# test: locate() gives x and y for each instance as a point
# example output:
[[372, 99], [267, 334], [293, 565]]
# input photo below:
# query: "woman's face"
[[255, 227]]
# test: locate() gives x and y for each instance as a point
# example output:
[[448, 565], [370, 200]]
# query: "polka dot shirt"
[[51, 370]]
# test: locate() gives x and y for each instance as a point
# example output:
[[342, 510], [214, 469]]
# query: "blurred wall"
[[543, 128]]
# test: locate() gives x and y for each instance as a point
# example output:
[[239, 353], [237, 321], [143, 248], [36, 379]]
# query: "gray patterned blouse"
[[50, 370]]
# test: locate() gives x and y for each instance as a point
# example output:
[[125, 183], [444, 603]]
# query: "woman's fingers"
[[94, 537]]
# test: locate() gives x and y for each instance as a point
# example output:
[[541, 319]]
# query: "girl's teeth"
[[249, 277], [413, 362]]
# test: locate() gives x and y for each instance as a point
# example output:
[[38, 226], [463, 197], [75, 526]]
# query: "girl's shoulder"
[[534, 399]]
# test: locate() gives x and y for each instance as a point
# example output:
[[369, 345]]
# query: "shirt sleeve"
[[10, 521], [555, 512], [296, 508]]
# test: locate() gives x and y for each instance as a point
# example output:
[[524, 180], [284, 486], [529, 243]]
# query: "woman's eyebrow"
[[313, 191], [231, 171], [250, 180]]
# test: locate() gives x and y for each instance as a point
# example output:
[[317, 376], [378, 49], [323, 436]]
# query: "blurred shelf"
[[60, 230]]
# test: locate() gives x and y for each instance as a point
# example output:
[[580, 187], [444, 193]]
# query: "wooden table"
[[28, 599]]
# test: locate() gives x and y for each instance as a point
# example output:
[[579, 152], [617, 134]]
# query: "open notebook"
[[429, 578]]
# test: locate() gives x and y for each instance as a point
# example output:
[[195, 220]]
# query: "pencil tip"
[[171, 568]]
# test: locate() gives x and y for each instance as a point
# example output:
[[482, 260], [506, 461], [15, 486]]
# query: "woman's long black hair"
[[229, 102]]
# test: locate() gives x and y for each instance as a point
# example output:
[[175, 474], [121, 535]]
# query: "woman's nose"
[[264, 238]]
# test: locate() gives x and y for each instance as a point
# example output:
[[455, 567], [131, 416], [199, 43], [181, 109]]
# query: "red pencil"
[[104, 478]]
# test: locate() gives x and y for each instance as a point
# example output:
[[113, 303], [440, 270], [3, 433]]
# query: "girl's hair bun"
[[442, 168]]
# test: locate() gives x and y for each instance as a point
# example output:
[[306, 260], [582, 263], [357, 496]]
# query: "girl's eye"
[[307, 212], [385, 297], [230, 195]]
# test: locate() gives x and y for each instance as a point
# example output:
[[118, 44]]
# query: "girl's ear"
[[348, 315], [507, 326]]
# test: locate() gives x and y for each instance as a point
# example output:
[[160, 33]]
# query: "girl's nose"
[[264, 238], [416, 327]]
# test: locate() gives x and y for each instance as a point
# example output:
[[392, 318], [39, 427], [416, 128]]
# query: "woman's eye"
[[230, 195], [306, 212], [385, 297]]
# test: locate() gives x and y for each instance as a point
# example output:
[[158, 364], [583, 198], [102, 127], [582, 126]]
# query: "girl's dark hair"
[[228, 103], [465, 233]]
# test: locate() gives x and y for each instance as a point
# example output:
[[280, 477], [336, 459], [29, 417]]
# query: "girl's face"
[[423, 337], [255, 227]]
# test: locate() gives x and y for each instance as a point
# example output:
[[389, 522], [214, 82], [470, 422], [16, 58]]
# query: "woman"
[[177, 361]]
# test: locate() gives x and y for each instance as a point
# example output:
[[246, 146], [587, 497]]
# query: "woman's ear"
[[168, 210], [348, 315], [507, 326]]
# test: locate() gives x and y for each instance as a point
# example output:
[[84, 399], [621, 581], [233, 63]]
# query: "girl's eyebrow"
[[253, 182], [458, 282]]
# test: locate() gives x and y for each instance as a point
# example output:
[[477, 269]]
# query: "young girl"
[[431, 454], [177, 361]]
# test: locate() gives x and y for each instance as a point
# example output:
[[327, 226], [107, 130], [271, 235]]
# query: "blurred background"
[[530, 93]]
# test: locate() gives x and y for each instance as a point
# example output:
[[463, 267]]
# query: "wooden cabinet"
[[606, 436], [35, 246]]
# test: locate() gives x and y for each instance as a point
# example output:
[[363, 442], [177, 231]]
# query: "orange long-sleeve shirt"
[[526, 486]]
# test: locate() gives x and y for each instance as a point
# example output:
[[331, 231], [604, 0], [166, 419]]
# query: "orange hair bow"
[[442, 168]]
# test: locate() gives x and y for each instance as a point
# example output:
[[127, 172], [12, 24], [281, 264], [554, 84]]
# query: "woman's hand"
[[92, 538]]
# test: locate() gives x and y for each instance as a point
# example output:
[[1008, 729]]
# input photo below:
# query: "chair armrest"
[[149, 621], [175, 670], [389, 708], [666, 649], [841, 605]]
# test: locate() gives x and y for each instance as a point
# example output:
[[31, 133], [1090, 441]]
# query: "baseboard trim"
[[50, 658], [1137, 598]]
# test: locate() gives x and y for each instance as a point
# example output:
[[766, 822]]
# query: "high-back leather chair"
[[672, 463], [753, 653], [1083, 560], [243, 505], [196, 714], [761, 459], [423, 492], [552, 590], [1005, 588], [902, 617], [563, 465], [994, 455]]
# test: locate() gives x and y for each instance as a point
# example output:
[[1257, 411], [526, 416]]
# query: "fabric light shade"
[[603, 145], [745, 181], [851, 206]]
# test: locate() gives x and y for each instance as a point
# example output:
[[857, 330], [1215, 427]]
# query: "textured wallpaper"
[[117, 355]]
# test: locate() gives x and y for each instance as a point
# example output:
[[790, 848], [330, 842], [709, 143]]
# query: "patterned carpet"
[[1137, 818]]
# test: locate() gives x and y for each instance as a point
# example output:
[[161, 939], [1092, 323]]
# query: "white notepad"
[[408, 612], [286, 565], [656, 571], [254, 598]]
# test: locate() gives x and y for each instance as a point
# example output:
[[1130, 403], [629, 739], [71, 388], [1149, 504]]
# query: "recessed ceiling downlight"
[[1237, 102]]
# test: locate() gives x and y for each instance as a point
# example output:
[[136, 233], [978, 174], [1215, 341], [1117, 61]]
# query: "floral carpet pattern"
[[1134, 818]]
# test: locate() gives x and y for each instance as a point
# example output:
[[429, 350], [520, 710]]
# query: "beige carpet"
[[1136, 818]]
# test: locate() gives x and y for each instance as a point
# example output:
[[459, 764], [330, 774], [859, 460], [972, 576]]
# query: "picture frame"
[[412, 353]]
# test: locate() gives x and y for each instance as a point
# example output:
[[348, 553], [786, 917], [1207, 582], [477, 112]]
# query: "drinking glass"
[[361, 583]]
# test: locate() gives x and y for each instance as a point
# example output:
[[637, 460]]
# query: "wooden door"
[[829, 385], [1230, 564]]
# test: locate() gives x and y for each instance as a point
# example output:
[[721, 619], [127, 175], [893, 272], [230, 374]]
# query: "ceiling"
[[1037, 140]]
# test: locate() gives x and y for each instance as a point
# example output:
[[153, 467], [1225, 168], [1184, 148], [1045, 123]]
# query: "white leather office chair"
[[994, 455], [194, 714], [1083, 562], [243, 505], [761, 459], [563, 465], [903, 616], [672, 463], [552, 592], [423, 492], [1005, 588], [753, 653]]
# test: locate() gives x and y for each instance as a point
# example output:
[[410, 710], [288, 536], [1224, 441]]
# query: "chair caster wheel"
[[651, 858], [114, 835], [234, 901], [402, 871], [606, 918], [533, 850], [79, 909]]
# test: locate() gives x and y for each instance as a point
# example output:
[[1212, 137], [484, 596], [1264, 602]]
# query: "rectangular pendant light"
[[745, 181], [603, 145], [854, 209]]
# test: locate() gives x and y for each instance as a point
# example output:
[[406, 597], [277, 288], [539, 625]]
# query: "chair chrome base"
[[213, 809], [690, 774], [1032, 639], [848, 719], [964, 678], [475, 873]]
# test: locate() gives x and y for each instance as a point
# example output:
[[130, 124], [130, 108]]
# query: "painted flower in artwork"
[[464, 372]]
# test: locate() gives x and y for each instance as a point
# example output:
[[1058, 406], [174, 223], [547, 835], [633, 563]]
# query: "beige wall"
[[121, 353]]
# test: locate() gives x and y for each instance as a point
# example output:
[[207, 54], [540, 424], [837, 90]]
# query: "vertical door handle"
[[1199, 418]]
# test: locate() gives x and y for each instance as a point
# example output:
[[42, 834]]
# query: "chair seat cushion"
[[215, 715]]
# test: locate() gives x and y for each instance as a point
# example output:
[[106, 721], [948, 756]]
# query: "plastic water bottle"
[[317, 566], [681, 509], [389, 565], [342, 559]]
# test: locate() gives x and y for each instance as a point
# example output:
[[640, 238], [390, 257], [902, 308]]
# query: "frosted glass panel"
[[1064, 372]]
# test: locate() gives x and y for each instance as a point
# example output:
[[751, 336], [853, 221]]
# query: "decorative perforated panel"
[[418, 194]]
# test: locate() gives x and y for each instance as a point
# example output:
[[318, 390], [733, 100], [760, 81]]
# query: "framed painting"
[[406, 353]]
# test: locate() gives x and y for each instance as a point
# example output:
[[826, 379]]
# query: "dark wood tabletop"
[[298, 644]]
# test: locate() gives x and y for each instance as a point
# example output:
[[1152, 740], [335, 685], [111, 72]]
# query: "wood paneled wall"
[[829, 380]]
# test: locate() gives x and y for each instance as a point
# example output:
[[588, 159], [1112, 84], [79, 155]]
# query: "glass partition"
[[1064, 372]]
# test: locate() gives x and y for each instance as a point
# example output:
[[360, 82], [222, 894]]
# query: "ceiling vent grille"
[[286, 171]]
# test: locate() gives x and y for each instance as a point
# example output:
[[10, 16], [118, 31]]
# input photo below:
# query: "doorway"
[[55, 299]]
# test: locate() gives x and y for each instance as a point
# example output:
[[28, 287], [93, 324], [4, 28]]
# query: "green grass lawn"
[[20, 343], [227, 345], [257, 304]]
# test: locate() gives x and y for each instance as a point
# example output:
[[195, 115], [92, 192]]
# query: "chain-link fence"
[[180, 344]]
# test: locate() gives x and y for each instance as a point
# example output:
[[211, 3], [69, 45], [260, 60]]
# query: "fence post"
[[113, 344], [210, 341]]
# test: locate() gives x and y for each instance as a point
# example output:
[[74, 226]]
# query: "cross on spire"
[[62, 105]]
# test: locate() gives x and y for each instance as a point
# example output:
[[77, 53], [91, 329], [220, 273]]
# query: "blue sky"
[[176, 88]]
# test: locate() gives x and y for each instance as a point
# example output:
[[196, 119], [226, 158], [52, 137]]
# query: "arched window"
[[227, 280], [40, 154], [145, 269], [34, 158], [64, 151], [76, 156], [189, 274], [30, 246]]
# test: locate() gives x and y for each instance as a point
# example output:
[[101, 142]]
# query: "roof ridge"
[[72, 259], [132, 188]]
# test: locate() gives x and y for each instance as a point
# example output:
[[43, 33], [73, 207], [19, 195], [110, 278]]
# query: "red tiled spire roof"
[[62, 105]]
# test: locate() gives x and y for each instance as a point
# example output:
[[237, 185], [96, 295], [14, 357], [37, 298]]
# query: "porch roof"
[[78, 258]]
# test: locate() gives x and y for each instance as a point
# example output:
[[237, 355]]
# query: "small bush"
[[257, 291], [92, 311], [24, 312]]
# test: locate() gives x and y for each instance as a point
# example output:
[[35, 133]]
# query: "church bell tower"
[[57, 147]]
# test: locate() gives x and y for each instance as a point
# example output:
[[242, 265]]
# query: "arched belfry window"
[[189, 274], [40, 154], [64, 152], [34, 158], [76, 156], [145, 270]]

### DIRECTIONS:
Rewrite the listing from its start up to and including the line with "[[255, 227]]", changing "woman's face" to "child's face" and leaving the rest unchanged.

### THE RESULT:
# test: locate() gives x and y for each instance as a point
# example output:
[[372, 99], [267, 334], [293, 565]]
# input photo below:
# query: "child's face"
[[255, 227]]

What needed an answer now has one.